== EXERCISE INPUT

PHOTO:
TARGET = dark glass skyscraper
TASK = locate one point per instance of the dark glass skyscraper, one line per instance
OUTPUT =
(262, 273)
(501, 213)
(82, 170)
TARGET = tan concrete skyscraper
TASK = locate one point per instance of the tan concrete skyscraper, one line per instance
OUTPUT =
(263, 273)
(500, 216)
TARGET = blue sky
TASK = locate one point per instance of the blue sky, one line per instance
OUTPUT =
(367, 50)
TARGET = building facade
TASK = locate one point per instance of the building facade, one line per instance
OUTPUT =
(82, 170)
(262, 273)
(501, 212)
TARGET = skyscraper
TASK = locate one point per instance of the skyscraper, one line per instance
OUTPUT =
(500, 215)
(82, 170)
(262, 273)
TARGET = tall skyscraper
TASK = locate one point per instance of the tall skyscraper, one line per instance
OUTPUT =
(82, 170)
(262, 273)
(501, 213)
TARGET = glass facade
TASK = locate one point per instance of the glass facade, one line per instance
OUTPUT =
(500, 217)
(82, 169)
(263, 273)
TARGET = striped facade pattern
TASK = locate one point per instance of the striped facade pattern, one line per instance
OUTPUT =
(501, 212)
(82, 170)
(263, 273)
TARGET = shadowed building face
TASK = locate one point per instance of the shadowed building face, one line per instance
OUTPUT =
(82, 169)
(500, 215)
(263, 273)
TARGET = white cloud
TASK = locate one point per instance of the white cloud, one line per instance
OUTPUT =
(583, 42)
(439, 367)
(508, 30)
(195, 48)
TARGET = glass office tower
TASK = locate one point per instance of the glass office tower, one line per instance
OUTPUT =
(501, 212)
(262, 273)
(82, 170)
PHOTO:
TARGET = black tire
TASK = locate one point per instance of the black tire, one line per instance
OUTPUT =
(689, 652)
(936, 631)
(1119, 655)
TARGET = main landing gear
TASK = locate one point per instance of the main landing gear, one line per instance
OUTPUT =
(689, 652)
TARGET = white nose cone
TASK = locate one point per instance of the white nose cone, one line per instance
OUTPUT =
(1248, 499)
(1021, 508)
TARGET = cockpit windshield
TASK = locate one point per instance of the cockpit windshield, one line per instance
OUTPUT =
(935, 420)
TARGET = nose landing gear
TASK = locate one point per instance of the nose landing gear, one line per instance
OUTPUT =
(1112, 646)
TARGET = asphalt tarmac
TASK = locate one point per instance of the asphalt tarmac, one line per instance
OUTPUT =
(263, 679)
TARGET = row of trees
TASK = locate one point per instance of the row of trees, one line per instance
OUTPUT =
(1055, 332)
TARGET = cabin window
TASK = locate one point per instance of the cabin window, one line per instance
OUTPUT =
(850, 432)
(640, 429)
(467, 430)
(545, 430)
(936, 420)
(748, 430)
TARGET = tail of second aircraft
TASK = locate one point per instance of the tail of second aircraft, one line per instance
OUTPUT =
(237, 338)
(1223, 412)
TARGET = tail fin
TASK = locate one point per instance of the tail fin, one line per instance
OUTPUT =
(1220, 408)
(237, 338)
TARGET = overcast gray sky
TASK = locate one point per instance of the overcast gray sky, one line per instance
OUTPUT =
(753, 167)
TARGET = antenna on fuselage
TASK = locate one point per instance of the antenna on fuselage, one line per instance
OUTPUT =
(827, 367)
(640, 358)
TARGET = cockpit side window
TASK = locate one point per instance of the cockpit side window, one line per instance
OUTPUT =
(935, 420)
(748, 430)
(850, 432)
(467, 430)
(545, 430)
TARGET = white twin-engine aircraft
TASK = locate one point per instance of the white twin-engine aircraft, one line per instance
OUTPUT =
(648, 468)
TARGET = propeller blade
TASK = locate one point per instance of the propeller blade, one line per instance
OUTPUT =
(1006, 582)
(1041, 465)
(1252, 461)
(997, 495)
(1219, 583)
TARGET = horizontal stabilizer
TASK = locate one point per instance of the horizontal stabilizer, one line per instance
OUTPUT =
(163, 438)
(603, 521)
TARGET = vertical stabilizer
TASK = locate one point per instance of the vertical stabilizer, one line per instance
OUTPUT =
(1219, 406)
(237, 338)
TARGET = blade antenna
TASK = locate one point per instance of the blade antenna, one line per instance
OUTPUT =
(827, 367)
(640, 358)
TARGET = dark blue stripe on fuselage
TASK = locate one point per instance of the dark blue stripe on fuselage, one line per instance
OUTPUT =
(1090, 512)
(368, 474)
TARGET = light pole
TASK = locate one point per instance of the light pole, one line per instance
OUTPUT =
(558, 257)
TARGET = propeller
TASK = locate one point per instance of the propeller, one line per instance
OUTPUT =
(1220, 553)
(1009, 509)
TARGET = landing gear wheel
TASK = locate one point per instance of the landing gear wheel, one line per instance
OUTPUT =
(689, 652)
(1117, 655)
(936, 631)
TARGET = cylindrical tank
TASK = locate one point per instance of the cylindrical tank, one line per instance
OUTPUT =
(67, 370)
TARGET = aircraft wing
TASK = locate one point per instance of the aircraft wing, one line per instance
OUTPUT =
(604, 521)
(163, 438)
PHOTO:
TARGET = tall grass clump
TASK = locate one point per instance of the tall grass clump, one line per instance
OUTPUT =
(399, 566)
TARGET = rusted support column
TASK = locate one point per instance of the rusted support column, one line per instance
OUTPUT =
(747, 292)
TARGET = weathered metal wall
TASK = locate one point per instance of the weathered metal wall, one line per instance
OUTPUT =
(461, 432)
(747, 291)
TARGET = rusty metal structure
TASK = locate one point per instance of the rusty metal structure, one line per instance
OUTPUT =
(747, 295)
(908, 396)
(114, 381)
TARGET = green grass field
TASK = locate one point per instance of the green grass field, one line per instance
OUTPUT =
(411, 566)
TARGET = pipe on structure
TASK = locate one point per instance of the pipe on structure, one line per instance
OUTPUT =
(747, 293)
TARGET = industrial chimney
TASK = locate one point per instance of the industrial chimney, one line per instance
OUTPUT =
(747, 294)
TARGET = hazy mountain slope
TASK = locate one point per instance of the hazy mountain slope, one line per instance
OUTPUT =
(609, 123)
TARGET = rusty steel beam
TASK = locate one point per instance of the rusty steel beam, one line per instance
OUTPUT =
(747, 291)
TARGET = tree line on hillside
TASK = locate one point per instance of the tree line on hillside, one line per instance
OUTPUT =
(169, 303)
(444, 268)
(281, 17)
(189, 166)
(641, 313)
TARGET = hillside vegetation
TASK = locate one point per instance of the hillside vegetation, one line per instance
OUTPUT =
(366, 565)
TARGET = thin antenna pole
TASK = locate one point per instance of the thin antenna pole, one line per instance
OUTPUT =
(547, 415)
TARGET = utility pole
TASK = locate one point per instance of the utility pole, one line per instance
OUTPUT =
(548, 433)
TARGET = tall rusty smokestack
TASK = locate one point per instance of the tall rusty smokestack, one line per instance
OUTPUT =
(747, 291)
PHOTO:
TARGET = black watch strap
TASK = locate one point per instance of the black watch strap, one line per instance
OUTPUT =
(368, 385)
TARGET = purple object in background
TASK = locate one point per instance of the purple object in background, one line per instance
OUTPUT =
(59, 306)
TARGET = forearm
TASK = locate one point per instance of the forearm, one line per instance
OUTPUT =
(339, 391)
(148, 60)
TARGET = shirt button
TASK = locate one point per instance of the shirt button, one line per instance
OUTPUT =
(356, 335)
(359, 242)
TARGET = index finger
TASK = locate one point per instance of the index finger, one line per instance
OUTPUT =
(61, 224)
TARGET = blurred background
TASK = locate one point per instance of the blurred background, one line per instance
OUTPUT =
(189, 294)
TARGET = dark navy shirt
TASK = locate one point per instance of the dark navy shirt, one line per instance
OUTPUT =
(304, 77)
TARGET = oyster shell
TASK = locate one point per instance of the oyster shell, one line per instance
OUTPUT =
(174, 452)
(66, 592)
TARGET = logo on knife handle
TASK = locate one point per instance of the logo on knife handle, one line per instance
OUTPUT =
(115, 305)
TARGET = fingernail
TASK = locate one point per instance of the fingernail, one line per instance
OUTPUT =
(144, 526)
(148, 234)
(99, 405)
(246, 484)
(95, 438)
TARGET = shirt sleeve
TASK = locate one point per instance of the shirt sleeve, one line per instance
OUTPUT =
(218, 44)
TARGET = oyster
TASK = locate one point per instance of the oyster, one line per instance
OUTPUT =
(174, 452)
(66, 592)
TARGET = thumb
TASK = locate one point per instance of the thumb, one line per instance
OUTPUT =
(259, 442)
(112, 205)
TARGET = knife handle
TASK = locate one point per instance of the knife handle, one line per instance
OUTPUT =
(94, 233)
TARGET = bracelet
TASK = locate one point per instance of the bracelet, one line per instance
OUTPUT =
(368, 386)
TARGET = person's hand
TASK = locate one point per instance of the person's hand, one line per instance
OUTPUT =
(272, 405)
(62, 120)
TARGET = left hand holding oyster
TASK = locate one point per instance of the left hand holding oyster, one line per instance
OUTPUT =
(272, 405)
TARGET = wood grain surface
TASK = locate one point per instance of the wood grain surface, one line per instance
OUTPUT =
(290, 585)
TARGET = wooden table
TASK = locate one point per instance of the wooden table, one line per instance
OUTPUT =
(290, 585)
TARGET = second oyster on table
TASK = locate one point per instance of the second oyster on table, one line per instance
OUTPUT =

====

__TASK OBJECTIVE__: Rewrite every line of the data between the lines holding "TARGET = light pole" and "(1009, 509)", inclusive, and shift each answer coordinate by adding 4 to both of its numbers.

__EXERCISE SOLUTION__:
TARGET = light pole
TASK = locate one point per instance of the light pole, one line per instance
OUTPUT =
(562, 261)
TARGET = propeller
TASK = locate one point per instance of the propeller, one line per instance
OUTPUT =
(1224, 557)
(1013, 513)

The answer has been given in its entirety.